GIVEN INFORMATION:
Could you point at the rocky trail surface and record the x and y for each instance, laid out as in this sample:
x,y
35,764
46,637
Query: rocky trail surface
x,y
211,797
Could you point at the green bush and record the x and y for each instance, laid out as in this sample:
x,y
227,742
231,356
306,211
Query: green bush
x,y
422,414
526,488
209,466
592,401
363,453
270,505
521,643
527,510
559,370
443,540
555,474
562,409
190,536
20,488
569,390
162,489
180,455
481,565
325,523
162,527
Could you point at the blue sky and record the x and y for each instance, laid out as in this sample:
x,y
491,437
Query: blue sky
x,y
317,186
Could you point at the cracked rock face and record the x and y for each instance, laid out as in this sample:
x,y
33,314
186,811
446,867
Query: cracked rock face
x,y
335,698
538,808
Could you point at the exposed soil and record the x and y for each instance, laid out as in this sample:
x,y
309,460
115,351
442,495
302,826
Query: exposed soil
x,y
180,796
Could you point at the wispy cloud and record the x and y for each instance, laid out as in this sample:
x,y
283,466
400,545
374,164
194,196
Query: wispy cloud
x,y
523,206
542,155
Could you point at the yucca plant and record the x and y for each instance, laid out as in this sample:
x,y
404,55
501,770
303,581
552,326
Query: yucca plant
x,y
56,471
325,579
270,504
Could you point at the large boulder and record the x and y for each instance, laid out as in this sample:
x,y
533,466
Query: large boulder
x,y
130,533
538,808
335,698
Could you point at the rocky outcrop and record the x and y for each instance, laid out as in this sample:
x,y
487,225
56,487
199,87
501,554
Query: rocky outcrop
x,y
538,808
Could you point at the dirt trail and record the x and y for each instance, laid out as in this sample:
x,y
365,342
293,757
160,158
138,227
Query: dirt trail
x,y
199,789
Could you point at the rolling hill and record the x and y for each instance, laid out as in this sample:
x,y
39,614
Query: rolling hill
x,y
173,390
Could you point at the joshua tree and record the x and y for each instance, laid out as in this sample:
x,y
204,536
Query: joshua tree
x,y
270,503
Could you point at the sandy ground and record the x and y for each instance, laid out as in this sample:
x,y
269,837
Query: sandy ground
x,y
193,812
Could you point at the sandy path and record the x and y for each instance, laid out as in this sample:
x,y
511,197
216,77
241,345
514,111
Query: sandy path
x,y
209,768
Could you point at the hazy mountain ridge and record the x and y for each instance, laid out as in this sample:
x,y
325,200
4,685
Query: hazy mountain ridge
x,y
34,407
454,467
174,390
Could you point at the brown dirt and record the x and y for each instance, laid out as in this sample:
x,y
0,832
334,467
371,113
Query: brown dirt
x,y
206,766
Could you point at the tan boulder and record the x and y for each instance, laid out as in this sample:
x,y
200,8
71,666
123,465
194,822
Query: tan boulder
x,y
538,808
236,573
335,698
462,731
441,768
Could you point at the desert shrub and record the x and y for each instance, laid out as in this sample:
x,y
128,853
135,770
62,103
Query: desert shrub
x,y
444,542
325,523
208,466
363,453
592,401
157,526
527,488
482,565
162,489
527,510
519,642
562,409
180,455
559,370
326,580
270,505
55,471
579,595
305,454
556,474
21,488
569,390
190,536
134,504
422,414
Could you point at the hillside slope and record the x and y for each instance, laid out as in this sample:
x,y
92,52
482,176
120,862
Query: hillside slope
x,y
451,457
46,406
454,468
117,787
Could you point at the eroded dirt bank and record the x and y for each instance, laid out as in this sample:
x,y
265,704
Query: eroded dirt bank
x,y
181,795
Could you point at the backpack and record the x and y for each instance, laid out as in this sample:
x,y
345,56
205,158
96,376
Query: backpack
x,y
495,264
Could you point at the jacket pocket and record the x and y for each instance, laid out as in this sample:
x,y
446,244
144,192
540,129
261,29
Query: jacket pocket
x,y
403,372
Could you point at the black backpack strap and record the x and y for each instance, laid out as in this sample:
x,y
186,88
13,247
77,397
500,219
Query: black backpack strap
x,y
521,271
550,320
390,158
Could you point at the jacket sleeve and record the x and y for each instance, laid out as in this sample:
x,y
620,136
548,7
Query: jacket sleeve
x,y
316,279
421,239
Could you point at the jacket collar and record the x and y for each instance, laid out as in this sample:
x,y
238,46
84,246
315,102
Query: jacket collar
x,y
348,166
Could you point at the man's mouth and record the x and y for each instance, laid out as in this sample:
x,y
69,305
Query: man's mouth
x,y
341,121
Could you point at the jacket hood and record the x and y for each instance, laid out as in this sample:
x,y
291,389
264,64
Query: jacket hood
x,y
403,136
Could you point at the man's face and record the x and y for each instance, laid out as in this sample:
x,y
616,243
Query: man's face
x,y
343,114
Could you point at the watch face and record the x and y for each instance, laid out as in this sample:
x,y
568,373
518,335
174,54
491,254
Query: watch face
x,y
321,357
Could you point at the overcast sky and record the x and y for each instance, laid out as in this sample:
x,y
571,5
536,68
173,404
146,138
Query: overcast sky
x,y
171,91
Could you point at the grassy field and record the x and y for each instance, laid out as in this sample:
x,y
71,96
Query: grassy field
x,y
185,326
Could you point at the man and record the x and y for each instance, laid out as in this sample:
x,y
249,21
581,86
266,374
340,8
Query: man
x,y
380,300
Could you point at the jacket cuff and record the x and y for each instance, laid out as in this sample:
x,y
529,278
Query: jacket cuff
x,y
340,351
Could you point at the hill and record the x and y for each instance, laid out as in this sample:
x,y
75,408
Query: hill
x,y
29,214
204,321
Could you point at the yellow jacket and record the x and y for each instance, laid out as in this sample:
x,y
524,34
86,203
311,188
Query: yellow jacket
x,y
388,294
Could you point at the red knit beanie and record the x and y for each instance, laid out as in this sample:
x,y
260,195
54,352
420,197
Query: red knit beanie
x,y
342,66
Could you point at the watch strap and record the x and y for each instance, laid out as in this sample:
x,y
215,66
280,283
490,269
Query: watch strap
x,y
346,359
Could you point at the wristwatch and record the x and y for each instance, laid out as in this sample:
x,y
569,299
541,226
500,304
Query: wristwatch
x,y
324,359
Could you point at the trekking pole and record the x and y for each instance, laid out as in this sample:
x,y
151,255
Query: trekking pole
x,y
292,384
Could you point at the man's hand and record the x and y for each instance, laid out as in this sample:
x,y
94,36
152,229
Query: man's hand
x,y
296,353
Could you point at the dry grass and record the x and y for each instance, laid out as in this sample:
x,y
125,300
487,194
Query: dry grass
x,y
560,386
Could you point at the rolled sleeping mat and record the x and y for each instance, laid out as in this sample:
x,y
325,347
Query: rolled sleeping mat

EXERCISE DESCRIPTION:
Copy all of the data above line for line, changing nothing.

FINISHED TASK:
Could you point at the rocky trail surface and record the x and y for each instance, laid out as in this sample:
x,y
35,764
46,637
Query: rocky trail surface
x,y
211,797
Could you point at the green bush and record the x and y for each instance, laid out as in this sample:
x,y
227,742
231,356
306,211
Query: green bush
x,y
422,414
526,488
209,466
592,401
363,453
270,505
521,643
527,510
559,370
443,540
555,474
562,409
190,536
20,488
569,390
162,489
180,455
481,565
325,523
162,527
Could you point at the blue sky and record the x and y for each instance, laid out as in this sample:
x,y
491,437
Query: blue sky
x,y
317,186
Could you point at the cracked rock face and record the x and y for each instance, laid out as in this sample:
x,y
33,314
186,811
446,867
Query: cracked rock face
x,y
335,698
538,808
Could you point at the exposed soil and record the x and y for each instance, laid out as in this sample:
x,y
309,460
115,351
442,495
302,826
Query: exposed soil
x,y
180,796
Could you point at the wispy cloud and record the x and y for each instance, laid out as in this sample:
x,y
283,466
400,545
374,164
194,196
Query: wispy cloud
x,y
523,206
542,155
Could you point at the yucca plant and record the x and y for each instance, laid out as in this sample:
x,y
404,55
501,770
303,581
552,326
Query: yucca plant
x,y
56,471
325,579
270,504
Could you point at the large boulder and record the x and y for each instance, laid out as in this sample:
x,y
533,466
Query: large boulder
x,y
130,533
538,808
335,698
Could you point at the rocky outcrop and record the x and y for each instance, laid out as in this sample:
x,y
487,225
56,487
199,87
501,554
Query: rocky outcrop
x,y
538,808
Could you point at the dirt trail and record the x and y for each instance, laid out as in this sample:
x,y
365,342
293,757
160,158
138,227
Query: dirt trail
x,y
199,789
Could you point at the rolling hill and record the x and y for each instance, laid out as in this sample:
x,y
39,614
Query: rolling hill
x,y
173,390
Could you point at the joshua tree and record the x and y for each instance, laid out as in this sample:
x,y
204,536
Query: joshua tree
x,y
270,503
Could you point at the sandy ground and record the x and y for each instance, laid out as in this sample:
x,y
269,837
Query: sandy ground
x,y
193,812
Could you point at the sandy path and record the x and y for each instance, laid out as in this sample:
x,y
511,197
216,77
241,345
514,111
Query: sandy path
x,y
209,768
Could you point at the hazy mountain ridge and record the x and y for each instance, laid out as in this sample:
x,y
325,200
4,685
Query: hazy mountain ridge
x,y
34,407
454,467
174,390
Could you point at the brown dirt and record the x and y for each instance, laid out as in this sample:
x,y
0,832
334,467
371,113
Query: brown dirt
x,y
206,766
Could you point at the tan boulder and record the x and y for each instance, laid out as in this sample:
x,y
200,8
71,666
123,465
194,822
Query: tan boulder
x,y
538,808
236,573
335,698
462,731
441,768
Could you point at the desert shrub and record the x and y for each instance, laid out as in this sample:
x,y
128,853
135,770
62,103
Query: desert shrub
x,y
444,542
325,523
208,466
363,453
592,401
157,526
527,488
482,565
162,489
527,510
519,642
562,409
180,455
559,370
326,580
270,505
55,471
579,595
305,454
556,474
21,488
569,390
190,536
134,504
422,414
Could you point at the hillside slope and record the x and y for each instance, laid out as in this sample:
x,y
92,52
482,176
120,862
Query: hillside slope
x,y
451,457
46,406
454,468
117,787
Could you point at the eroded dirt bank and record the x and y for each instance, laid out as in this sample:
x,y
265,704
Query: eroded dirt bank
x,y
181,795
Could you point at the backpack and record the x and y for each instance, laid out as in this sample:
x,y
345,56
205,158
96,376
Query: backpack
x,y
495,264
Could you point at the jacket pocket and record the x and y for each instance, laid out as in this sample:
x,y
446,244
144,192
540,129
261,29
Query: jacket pocket
x,y
403,372
Could you point at the black backpack strap and record the x and y for each instance, laid out as in this sample:
x,y
186,88
13,247
77,397
500,219
Query: black backpack strap
x,y
521,271
550,320
390,158
Could you point at the jacket sleeve and record the x and y for each instance, laid out as in this sample:
x,y
620,136
548,7
Query: jacket sleeve
x,y
316,279
421,239
Could you point at the jacket collar and record the x and y for each instance, laid out as in this sample:
x,y
238,46
84,246
315,102
Query: jacket collar
x,y
348,166
Could you point at the man's mouth and record the x and y for each instance, laid out as in this sample:
x,y
69,305
Query: man's mouth
x,y
341,121
Could you point at the jacket hood and record the x and y for each instance, laid out as in this sample:
x,y
291,389
264,64
Query: jacket hood
x,y
403,136
Could you point at the man's face and record the x and y for each instance, laid out as in this sample:
x,y
616,243
Query: man's face
x,y
343,114
Could you point at the watch face and record the x and y for each instance, laid out as in this sample:
x,y
568,373
518,335
174,54
491,254
Query: watch face
x,y
321,357
Could you point at the overcast sky and record the x and y for each instance, laid out as in this sample:
x,y
571,5
536,68
173,404
146,138
Query: overcast sky
x,y
171,91
Could you point at the grassy field and record the x and y for each instance, laid out as in this sample:
x,y
71,96
Query: grassy field
x,y
185,326
Could you point at the man and record the x and y for each instance, laid out as in this sample:
x,y
249,21
581,86
266,374
340,8
Query: man
x,y
380,300
Could you point at the jacket cuff and record the x and y for each instance, laid out as in this sample:
x,y
529,278
Query: jacket cuff
x,y
340,351
Could you point at the hill and record the x and y for each instance, laid out as in this sample:
x,y
75,408
Query: hill
x,y
29,214
204,321
Could you point at the yellow jacket and record the x and y for each instance, laid out as in this sample:
x,y
524,34
86,203
311,188
Query: yellow jacket
x,y
388,294
Could you point at the red knit beanie and record the x and y for each instance, laid out as in this sample:
x,y
260,195
54,352
420,197
Query: red knit beanie
x,y
342,66
Could you point at the watch strap and record the x and y for each instance, laid out as in this sample:
x,y
215,66
280,283
490,269
Query: watch strap
x,y
346,359
Could you point at the wristwatch and record the x and y for each instance, laid out as in this sample:
x,y
569,299
541,226
500,304
Query: wristwatch
x,y
324,359
Could you point at the trekking pole and record the x and y for each instance, laid out as in this sample:
x,y
151,255
Query: trekking pole
x,y
292,384
Could you point at the man's hand and record the x and y for each instance, laid out as in this sample:
x,y
94,36
152,229
Query: man's hand
x,y
296,353
Could you point at the dry grass and record the x and y for each instance, laid out as in this sample:
x,y
125,300
487,194
Query: dry grass
x,y
560,386
Could you point at the rolled sleeping mat and record the x and y for each instance, laid out as in this sample:
x,y
325,347
Query: rolled sleeping mat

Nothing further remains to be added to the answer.